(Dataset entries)
-*-

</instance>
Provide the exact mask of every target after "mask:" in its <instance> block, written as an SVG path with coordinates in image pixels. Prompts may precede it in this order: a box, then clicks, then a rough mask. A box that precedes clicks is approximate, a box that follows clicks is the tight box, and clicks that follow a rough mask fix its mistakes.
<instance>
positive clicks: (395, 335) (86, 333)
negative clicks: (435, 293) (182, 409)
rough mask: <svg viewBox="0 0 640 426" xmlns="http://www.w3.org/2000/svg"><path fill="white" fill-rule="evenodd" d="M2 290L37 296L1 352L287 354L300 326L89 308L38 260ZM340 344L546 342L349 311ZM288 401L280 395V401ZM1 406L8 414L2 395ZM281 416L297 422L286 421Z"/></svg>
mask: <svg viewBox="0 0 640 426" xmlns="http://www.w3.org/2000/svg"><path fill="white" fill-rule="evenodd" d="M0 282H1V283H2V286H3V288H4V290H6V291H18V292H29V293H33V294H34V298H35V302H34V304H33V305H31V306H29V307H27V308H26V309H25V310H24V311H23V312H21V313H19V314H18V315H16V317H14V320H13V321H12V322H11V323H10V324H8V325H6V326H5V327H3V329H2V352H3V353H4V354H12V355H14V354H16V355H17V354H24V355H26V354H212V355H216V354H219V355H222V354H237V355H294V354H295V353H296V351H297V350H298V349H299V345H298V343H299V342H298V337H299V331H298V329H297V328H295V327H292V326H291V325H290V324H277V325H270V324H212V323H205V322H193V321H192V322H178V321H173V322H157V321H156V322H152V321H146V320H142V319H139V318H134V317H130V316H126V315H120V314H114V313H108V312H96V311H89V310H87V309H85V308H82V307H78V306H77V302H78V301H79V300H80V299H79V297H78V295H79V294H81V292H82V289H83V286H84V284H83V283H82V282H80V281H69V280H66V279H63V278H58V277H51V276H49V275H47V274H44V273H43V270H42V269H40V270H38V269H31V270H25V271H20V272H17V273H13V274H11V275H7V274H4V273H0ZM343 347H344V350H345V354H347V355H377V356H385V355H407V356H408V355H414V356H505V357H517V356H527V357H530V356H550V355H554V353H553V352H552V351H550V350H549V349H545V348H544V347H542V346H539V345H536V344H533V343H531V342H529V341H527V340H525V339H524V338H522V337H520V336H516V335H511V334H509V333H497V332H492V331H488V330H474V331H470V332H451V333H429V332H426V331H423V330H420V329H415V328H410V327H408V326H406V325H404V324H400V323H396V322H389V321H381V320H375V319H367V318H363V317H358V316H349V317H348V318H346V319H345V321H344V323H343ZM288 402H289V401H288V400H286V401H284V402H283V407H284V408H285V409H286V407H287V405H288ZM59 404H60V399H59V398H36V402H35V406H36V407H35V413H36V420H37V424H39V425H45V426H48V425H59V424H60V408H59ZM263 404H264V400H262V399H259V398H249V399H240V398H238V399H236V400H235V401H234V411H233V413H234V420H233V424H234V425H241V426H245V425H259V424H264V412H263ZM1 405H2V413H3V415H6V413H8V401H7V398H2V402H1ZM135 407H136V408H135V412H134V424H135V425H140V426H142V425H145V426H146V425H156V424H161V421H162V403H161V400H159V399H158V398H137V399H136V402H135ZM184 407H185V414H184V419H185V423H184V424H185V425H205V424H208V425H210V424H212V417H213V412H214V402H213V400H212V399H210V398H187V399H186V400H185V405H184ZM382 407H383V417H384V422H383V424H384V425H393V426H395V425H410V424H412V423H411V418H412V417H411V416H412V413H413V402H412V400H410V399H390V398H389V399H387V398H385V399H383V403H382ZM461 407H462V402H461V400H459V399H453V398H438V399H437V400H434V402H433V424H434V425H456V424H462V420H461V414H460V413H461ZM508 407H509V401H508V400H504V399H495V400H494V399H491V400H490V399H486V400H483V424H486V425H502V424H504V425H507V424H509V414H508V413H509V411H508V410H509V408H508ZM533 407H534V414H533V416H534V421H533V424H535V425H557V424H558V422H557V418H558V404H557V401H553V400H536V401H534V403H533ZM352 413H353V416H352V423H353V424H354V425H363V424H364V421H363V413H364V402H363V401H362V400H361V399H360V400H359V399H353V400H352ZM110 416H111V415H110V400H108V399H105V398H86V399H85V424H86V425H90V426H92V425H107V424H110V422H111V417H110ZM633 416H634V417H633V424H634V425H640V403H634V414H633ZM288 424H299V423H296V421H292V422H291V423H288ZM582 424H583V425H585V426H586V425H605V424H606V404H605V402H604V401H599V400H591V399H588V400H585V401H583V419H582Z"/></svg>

-*-

**What you will do**
With the line containing "negative clicks: (435, 293) (182, 409)" as the last one, please set down exactly the lines of the records above from their very first line, and nothing more.

**Exercise solution**
</instance>
Provide the exact mask of every target after "mask:" in its <instance> block, written as an SVG path with coordinates in image pixels. Prompts may precede it in this order: a box, then clicks, then a rough mask. A box that precedes clicks is approximate, a box that follows clicks is the tight box, and clicks that follow a rough mask fix its mistakes.
<instance>
positive clicks: (395, 335) (86, 333)
negative clicks: (435, 293) (182, 409)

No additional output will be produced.